:: TEXTO APRESENTADO
Outra frente importante para a economia de recursos no campo da saúde é a informatização dos seus sistemas de informação, para que não haja o retrabalho e a duplicação de exames e procedimentos por perda, omissão ou extravio de informações e também uma melhor gestão de estoques de medicamentos e materiais. Assim, o estabelecimento de redes informacionais informatizadas pode ser um grande aliado para a economia de recursos e melhoria da assistência prestada, tanto pela própria Unicamp como pelas unidades de saúde parceiras, sejam elas municipais, estaduais ou federais.

Aqui, neste âmbito tecnológico, as unidades acadêmicas que atuam no campo das Tecnologias da Informação e Comunicação podem ser convidadas e incentivadas a desenvolver soluções de interesse da Unicamp e da sociedade, no espírito da Pesquisa e Inovação Responsável. Pelo exposto, entendemos que serviços como a assistência em saúde devem ser vistos não apenas na sua dimensão econômica, mas também na dimensão de inteligência e gestão.
::::
:: DADOS APRESENTADOS
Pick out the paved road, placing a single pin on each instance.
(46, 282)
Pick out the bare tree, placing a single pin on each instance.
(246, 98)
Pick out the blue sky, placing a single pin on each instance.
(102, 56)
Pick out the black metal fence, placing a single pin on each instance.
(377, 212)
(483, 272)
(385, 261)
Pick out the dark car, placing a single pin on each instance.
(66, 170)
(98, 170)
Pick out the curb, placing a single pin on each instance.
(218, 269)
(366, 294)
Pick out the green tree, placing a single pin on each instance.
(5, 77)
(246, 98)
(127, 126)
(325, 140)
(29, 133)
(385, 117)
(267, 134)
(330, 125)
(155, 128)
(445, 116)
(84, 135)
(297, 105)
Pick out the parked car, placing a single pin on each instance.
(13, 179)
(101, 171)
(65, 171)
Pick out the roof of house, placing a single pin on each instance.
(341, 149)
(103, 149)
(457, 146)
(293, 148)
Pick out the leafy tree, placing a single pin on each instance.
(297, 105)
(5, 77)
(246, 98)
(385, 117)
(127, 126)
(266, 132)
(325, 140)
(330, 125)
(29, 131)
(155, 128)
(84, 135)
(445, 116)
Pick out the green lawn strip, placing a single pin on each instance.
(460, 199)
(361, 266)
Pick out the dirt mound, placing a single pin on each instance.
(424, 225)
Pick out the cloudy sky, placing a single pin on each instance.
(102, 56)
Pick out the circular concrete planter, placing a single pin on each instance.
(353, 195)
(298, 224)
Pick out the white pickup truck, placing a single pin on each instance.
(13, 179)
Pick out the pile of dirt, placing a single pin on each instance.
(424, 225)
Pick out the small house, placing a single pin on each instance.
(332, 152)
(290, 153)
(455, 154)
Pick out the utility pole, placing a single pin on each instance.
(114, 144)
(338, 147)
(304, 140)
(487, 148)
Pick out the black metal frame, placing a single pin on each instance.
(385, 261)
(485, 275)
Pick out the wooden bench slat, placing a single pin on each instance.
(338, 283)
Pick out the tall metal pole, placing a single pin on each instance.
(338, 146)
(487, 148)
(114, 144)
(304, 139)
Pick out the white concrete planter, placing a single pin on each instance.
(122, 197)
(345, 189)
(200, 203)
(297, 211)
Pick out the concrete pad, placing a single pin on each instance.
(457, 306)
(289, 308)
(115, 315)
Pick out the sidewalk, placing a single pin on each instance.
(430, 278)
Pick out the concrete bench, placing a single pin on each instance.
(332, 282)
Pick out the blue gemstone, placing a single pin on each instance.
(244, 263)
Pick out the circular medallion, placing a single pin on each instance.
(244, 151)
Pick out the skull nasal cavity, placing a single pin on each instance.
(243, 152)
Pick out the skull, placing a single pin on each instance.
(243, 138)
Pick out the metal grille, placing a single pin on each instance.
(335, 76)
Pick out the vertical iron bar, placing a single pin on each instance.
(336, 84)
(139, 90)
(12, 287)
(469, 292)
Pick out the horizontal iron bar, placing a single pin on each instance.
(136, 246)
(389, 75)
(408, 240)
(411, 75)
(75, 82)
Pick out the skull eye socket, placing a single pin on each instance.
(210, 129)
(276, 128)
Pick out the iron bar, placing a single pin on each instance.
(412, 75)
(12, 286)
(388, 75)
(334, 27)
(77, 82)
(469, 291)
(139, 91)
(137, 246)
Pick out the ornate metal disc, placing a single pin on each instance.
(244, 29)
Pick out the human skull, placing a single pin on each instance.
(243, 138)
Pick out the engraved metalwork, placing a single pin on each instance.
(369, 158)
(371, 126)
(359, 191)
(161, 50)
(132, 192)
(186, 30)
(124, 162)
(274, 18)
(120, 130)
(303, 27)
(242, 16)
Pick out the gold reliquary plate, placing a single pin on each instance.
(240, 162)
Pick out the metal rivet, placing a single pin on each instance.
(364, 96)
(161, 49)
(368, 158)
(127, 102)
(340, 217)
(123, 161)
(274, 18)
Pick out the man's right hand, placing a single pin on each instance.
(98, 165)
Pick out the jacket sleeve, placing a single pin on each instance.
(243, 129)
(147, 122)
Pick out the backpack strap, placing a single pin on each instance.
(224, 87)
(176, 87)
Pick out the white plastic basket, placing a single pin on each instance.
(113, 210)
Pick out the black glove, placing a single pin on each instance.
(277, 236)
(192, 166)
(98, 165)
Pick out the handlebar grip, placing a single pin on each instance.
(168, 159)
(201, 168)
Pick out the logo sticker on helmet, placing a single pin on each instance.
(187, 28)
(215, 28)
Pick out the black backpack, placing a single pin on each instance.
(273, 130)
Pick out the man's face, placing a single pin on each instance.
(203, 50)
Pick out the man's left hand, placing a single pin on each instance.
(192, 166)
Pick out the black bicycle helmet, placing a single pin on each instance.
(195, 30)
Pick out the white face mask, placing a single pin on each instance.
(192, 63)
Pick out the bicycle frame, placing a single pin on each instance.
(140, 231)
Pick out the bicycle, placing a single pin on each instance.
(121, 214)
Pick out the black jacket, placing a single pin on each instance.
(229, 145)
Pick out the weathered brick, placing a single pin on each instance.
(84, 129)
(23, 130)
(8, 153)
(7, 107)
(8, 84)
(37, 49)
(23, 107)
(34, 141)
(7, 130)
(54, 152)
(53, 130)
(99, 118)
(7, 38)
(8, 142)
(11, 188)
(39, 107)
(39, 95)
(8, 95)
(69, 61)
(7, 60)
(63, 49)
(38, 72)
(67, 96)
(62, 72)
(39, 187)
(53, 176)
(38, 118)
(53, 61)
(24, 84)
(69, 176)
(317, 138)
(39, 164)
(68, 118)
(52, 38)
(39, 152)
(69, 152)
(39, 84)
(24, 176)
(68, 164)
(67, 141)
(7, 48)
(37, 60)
::::
*PROBLEMAS E TAREFAS*.
- A) Pode copiar, sem nenhuma alteração, o trecho do texto sobre a informatização da saúde que vai de "Aqui, neste âmbito" a "inteligência e gestão."?
- B) Como você daria continuidade ao texto sobre a informatização da saúde, partindo logo depois da última frase?
Os itens formam um material à parte, sem ligação com o texto.

*RESPOSTAS NUMERADAS*.
- A)
Aqui, neste âmbito tecnológico, as unidades acadêmicas que atuam no campo das Tecnologias da Informação e Comunicação podem ser convidadas e incentivadas a desenvolver soluções de interesse da Unicamp e da sociedade, no espírito da Pesquisa e Inovação Responsável. Pelo exposto, entendemos que serviços como a assistência em saúde devem ser vistos não apenas na sua dimensão econômica, mas também na dimensão de inteligência e gestão.

- B)
Foto: Antoninho Perri

Antonio Fonseca O setor de saúde é o que presta serviços mais relevantes, no olhar e nas necessidades da nossa sociedade, atendendo tanto os pacientes vindos da população mais pobre, quanto aqueles que querem assistência médica melhor qualificada, tanto os que vivem nas proximidades como até mesmo muito longe da Unicamp. Os serviços na área de saúde devem ser ampliados, distinguindo os recursos que virão para a academia, via orçamento da Unicamp, para formar bons médicos e bons pesquisadores, daqueles que deverão aportar via Secretaria da Saúde, para atender a grande lacuna existente devido à falta de investimentos do governo. O Hospital de Sumaré, aparentemente, é um bom exemplo do caminho a ser seguido para, no futuro, chegarmos ao anteriormente exposto.

Foto: Antoninho Perri

Rachel Meneguello – Esse será um dos principais desafios da próxima Reitoria, e dependerá de uma gestão responsável, mas determinada na preservação da qualidade de nossas atividades. Embora difícil, a situação financeira da Unicamp conta com o fundo financeiro de aproximadamente R$ 780 milhões, resultante das reservas realizadas ao longo do tempo e devidamente administradas pelas várias gestões, um montante suficiente para financiar dois déficits como o ocorrido em 2016.  A Universidade consegue fazer frente a seus compromissos até o final de 2018, mantendo o pagamento dos salários de seus quadros, e suas atividades de ensino, pesquisa e assistência.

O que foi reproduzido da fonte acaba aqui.